READING TEXT:
________________
Platinum giant says lockdown risks killing mines

President Cyril Ramaphosa must allow South Africa’s mines to run at full capacity as a national coronavirus lockdown risks crippling the industry, according to Sibanye Stillwater.

The government last month permitted miners to restart operations with half their normal workers amid concerns the shutdowns could damage the viability of the nation’s deep-level mines. That isn’t sufficient, Sibanye Chief Executive Officer Neal Froneman said in an interview on Tuesday.

"Labour intensive mines cannot continuously operate at these levels, so they will either have to restructure or shut down,”"said Froneman, whose company runs gold and platinum operations. "You can’t keep on producing at a loss."

While Ramaphosa has been praised for his rapid response to the pandemic, the SA Reserve Bank expects the South African economy to shrink 6.1% this year. The government must balance the threat to 450 000 mining jobs against the risks of the virus spreading in cramped shafts that reach more than three kilometres underground.

"We are causing more harm by constraining the economy than we are impacting positively on Covid-19," said Froneman. "We have gone too far now, we now need to get the economy to start up."

South Africa’s mining industry contributed 8% of gross domestic product last year. Each employee in the sector supports at least 10 dependents, according to Minerals Council South Africa, an industry lobby group.
________________
DIRECTIONS:
[1] Please transcribe the part of the mining lockdown article that begins with the words "The government last" and ends after the words "interview on Tuesday.".
[2] Write the next part of the article on the lockdown's threat to South African mines, continuing from its last sentence.
________________
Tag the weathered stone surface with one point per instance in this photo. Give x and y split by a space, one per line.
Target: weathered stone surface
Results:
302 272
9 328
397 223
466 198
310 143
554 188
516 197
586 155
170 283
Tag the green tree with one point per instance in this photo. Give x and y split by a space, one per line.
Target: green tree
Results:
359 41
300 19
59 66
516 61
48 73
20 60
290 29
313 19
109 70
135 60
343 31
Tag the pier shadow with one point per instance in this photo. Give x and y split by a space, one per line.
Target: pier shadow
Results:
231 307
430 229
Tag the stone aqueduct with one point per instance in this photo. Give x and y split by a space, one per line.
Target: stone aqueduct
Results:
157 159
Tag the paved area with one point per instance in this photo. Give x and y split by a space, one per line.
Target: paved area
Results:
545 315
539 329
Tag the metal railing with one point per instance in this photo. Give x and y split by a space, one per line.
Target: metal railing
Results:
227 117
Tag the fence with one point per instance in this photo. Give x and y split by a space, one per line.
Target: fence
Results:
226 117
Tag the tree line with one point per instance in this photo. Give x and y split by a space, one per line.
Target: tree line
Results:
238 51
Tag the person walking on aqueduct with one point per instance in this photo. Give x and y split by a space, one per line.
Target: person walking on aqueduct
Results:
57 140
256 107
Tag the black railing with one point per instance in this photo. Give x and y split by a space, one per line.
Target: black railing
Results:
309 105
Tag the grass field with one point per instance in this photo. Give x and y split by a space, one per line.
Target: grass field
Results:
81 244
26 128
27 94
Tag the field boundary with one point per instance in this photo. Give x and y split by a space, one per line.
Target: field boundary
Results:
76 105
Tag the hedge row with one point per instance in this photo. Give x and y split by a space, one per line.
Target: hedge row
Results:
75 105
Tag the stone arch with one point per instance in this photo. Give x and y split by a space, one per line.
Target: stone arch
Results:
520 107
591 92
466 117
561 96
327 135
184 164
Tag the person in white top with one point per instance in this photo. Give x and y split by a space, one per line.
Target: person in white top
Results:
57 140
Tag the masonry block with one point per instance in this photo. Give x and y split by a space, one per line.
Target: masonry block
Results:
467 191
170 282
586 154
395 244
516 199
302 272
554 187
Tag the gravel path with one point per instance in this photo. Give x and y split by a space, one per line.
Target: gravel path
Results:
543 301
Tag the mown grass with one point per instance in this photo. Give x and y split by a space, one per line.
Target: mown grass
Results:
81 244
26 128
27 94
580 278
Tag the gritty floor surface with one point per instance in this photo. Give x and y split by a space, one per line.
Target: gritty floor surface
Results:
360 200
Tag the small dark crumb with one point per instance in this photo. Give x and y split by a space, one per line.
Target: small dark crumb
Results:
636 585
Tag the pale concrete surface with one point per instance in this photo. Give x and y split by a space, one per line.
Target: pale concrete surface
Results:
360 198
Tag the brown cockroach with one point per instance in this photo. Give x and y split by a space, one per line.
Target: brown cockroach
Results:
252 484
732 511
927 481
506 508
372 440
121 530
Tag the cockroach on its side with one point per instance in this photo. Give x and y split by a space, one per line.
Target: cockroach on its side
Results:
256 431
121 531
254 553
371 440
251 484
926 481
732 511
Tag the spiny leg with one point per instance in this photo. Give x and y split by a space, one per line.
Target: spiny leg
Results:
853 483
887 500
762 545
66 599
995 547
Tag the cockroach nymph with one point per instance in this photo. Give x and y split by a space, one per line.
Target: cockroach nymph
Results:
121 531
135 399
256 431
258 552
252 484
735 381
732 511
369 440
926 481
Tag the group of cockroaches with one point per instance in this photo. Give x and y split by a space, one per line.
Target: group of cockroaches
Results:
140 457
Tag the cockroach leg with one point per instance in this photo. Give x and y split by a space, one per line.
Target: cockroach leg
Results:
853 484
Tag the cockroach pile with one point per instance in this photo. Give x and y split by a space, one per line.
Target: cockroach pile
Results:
________________
ANSWERS TO THE TASKS:
[1]
The government last month permitted miners to restart operations with half their normal workers amid concerns the shutdowns could damage the viability of the nation’s deep-level mines. That isn’t sufficient, Sibanye Chief Executive Officer Neal Froneman said in an interview on Tuesday.

[2]
As the country’s mining companies follow strict health protocols, including screening and testing for Covid-19, they can draw on their experience in working with employees with tuberculosis and HIV/AIDS, the CEO said. South Africa has the largest number of people with HIV in the world and widespread tuberculosis.

Sibanye, the biggest platinum miner, and Harmony Gold have suspended guidance, while Anglo American Platinum and Impala Platinum have cut their output forecasts. South Africa produces 75% of the world’s platinum and about 40% of palladium.

South Africa’s labour-intensive mines need to be at a minimum of 75% to 80% of capacity to be viable, Froneman said.

While a weaker rand, which lowers costs for the country’s producers, and a rally in precious metals prices has provided a buffer, the mining environment threatens to deteriorate over the coming months.

"We have to increase output to get back to profitability because it’s going to get even tougher," Froneman said. "It’s going to get harder to survive over the next two quarters if we are stuck at 50%."